[Consigna]:
Escribe la continuación del texto sobre las nociones de muerte y de inicio de la vida, a partir de su última oración.

[Fragmento del texto]:
Por años morir fue perder la actividad circulatoria sanguínea: la asistolia. Esa era la muerte biológica. En el mismo año en que los franceses gritaban que la imaginación sería el poder, en Harvard se definía que la muerte no era el fin de la actividad cardiopulmonar sino la irreversibilidad del daño cerebral que provoca el coma, la ausencia completa de conciencia, movilidad y sensibilidad, más la apnea, la ausencia de respiración espontánea y la falta de reflejos con trazado electroencefalográfico plano. Esa es la muerte encefálica. Pasaron 40 años y la medicina ha debatido –y debate– distintas nociones como la muerte cortical, teoría que sostiene que la vida humana se termina (y empieza) sólo y exclusivamente con el fin de las funciones cerebrales superiores que manejan la conciencia y la cognición a través del “cerebro superior”, los hemisferios cerebrales y fundamentalmente la corteza cerebral y que nos diferencia de otras especies vivas. ¿Hay, entonces, varias nociones de muerte? Cualquier debate médico moderno dirá que sí.

En nuestro país, objetivamente, se muere dos veces. Cuando se adoptó por ley la decisión de que todos los argentinos fuéramos donantes presuntos de órganos, salvo expresa oposición, se tomó como norma la convicción de que la muerte no es el último latido del corazón. Se eligió la muerte encefálica. Primera muerte. Sin embargo, para enterrar el cadáver se exige el corazón sin latir. Segunda muerte. Y aquí, ante este doble estándar, no hay prurito moral, al menos masivo.

Si hay varias muertes, ¿hay varios inicios de la vida? Esto sería interesante debatir en el Congreso. No será posible pensar (dice posibilidad de pensar) que si existen distintos criterios del fin de la vida, quizá existan distintos criterios para determinar su inicio. Y en ese caso: si una mujer puede decidir donar órganos porque elige el origen de muerte, ¿podría caber la chance de que también eligiera el origen de vida?

Hay quienes creen que todo comienza desde la concepción en el seno materno. Los religiosos, en general, y Vélez Sarsfield, en el artículo 70 de su Código Civil. Otros creen que recién se inicia cuando se nace. El mismo Vélez en el artículo 74 cuando dice que, nacido muerto, el feto no adquiere derechos. Para otros, la vida distinta de la madre es cuando el feto se implanta a los pocos días de la fecundación o cuando aparece la médula espinal (día 14) o cuando es viable o el sistema neurológico está pleno (semana 12) y, así, tantos más.

Listado de origen
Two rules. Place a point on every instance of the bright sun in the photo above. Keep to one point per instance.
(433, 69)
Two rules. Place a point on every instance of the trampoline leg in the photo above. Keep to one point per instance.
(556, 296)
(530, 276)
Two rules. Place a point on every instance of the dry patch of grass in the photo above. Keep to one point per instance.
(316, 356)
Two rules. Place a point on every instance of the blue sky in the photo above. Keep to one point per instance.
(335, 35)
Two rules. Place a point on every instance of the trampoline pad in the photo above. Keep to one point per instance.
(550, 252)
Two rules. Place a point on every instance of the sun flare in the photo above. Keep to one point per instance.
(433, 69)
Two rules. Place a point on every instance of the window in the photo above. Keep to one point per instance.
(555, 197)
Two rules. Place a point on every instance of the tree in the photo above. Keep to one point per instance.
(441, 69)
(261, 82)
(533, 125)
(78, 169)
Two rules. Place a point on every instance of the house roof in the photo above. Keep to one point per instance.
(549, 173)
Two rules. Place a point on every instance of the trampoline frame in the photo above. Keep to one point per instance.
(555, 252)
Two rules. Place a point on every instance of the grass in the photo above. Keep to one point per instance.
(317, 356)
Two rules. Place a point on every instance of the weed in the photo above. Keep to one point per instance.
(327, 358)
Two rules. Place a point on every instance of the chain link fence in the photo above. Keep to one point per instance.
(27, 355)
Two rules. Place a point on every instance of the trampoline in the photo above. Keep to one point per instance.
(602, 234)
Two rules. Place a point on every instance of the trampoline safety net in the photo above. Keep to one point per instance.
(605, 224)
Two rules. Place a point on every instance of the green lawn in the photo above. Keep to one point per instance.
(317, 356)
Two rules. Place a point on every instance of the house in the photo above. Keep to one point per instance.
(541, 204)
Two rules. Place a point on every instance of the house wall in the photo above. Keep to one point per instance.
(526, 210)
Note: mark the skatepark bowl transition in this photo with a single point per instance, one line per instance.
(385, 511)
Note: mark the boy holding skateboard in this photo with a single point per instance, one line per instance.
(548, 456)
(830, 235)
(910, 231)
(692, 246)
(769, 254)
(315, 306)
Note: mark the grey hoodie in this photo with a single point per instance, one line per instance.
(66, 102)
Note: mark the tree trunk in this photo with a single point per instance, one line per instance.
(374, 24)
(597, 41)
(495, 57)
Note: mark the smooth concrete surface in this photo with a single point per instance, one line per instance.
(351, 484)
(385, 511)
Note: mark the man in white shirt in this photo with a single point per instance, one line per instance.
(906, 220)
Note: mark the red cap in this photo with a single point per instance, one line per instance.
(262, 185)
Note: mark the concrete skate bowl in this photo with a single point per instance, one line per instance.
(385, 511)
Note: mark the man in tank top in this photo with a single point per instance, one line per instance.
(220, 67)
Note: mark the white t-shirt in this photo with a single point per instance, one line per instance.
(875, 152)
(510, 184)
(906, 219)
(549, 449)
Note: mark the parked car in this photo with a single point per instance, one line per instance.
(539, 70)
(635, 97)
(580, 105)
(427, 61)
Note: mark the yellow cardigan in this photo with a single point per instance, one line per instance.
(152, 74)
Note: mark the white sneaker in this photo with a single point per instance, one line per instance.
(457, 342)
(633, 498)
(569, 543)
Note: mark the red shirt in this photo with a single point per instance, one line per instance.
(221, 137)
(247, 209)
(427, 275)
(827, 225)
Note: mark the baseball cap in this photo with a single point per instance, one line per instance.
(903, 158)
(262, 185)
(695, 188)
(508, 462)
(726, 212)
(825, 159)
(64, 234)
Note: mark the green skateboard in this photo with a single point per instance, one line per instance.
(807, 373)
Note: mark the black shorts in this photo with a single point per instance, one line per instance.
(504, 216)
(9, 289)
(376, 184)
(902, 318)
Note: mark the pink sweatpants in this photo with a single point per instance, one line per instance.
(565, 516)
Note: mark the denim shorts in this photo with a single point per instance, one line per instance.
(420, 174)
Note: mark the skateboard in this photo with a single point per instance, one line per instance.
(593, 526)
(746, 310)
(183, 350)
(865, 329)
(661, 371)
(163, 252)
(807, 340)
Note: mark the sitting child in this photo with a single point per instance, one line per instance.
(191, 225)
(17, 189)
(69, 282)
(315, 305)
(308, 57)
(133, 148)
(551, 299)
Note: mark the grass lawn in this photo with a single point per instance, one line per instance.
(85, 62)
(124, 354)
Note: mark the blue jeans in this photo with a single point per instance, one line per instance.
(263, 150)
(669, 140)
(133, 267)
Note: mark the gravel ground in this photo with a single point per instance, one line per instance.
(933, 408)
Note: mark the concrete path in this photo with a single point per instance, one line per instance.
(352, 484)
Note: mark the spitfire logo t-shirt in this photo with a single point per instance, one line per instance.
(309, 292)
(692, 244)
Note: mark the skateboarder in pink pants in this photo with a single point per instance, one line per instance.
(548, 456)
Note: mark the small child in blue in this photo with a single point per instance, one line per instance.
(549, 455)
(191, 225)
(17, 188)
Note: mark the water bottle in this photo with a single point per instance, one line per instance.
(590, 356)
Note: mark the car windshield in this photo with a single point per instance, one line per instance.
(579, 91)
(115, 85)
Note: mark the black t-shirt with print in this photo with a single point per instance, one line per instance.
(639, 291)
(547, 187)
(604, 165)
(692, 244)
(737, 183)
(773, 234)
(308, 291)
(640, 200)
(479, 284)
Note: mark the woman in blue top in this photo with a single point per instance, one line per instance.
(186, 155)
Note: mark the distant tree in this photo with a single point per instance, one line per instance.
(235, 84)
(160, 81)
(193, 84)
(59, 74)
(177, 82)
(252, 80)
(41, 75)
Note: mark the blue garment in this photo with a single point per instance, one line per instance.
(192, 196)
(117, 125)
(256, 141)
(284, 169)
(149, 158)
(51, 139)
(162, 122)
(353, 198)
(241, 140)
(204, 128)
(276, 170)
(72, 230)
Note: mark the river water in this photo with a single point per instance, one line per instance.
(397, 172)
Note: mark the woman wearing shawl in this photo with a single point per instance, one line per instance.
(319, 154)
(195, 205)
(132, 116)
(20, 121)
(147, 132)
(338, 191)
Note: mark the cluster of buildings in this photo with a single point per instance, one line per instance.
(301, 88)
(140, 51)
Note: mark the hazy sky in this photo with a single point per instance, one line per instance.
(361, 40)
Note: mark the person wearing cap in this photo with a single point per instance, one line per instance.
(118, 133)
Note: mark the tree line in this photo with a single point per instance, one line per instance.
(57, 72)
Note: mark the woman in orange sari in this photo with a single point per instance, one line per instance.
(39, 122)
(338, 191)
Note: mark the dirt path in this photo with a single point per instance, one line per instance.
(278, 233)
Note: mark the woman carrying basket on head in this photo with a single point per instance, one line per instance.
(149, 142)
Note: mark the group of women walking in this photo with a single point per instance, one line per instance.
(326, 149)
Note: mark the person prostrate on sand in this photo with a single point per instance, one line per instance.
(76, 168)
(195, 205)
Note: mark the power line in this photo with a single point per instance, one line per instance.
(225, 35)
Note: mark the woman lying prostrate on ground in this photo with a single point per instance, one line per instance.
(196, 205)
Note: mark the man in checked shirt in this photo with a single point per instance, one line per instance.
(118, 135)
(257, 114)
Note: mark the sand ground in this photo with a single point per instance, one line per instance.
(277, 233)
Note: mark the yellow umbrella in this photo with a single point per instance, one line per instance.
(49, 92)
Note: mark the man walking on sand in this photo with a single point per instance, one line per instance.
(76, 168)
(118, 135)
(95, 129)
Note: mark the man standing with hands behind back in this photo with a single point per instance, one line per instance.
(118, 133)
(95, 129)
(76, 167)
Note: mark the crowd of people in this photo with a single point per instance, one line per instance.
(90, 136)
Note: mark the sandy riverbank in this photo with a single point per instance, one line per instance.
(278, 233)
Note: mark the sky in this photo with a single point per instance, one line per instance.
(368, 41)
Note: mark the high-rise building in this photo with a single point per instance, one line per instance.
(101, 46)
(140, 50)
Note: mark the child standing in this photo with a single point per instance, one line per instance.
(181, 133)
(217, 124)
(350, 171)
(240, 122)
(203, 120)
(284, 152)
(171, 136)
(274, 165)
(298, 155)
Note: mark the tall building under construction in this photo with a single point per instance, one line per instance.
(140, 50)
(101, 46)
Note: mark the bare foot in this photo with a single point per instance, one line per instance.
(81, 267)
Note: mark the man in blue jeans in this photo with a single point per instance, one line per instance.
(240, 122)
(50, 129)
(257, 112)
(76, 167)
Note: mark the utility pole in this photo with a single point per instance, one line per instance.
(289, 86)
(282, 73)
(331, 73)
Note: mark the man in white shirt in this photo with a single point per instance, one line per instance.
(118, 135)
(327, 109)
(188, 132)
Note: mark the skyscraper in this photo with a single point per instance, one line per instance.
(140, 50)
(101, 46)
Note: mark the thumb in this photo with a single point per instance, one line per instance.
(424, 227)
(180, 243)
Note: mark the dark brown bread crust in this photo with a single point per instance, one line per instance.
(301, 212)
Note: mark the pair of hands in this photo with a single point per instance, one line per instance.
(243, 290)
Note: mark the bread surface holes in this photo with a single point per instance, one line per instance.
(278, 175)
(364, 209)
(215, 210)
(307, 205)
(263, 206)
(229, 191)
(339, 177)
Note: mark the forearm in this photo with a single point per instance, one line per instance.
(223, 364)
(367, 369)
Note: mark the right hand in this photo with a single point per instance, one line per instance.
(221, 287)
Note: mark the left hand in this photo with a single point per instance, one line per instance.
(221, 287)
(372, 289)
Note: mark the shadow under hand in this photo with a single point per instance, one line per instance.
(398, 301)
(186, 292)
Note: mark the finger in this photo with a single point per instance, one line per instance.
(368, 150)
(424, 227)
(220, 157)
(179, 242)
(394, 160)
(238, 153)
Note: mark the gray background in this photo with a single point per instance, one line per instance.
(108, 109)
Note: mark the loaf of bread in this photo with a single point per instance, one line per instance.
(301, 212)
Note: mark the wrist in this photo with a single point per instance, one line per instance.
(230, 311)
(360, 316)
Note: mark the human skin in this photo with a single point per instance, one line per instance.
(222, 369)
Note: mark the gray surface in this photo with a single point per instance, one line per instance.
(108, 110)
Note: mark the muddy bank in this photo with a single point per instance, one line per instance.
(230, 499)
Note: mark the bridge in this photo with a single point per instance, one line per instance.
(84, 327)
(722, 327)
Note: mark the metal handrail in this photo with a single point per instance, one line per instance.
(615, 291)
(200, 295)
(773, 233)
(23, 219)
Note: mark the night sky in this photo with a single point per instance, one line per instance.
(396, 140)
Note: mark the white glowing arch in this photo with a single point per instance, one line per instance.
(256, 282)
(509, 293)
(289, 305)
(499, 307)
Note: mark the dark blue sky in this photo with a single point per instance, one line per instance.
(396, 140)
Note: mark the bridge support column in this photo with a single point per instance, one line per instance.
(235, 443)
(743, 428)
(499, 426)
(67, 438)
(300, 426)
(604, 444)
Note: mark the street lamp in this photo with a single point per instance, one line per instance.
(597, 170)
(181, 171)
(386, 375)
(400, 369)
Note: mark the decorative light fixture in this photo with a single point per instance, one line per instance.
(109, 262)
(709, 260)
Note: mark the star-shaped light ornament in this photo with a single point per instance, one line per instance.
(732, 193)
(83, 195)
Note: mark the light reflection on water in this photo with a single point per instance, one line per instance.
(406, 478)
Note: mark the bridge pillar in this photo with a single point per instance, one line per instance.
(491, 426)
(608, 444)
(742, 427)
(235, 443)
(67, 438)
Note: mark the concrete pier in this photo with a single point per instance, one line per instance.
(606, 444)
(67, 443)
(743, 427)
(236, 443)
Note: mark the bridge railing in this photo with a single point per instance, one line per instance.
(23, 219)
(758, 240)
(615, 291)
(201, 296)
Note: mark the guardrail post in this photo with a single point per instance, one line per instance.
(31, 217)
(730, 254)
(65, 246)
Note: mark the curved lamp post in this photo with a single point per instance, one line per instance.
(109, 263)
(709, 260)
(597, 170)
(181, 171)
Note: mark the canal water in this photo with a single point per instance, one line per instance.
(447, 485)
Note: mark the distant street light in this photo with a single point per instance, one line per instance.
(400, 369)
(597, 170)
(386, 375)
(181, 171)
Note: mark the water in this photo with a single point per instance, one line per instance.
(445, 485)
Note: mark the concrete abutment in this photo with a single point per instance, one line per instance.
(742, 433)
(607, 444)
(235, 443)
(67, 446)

[Respuesta escrita]:
¿Entonces? Que no es más que un prejuicio dogmático o una pose de moralina no discutir el tema entre los representantes del pueblo. Que el Estado no está para hacernos “buenos” o nobles sino para garantizar la libertad de pensamiento y acción siempre que no tropiece con el artículo 19 de la Constitución y jorobe al prójimo. Que una norma no obliga: faculta. Nadie se divorció porque Alfonsín impulsara la ley de separación sino porque quienes lo hicieron dejaron de amarse o lo que fuera en su vida privada, ajena a la mano del gobierno. Y que, finalmente, quizá el gran médico y antropólogo de su especialidad Diego Gracia se animó hace tiempo a ayudarnos a pensar a ciudadanos y legisladores cuando dijo: “La muerte es un hecho cultural, humano. Tanto el criterio de muerte cardiopulmonar como el de muerte cerebral y el de muerte cortical son construcciones culturales, convenciones racionales, pero que no pueden identificarse sin más con el concepto de muerte natural. No hay muerte natural. Toda muerte es cultural. Y los criterios de muerte también lo son. Es el hombre el que dice qué es la vida y qué es la muerte. Y puede ir cambiando su definición de estos términos con el transcurso del tiempo. Los criterios de muerte pueden, deben y tienen que ser racionales y prudentes, pero no pueden a aspirar nunca a ser ciertos”. Quizá sea válido también para pensar el inicio de la vida misma.

Aunque Candela parezca alejada del debate del tema del aborto, los vacíos de ideas posteriores a su muerte, las chicanas políticas que quisieron aprovecharse de su tragedia, se parecen bastante a los no debates, a las no discusiones en materia de aborto, inseguridad, inflación y tantos otros más. Quizá esta terrible muerte convenza a los que corresponda que este silencio sustancial no ha tenido gran éxito. Ni con la niña de Hurlingham ni con tantas otras cuestiones. Una verdadera pena.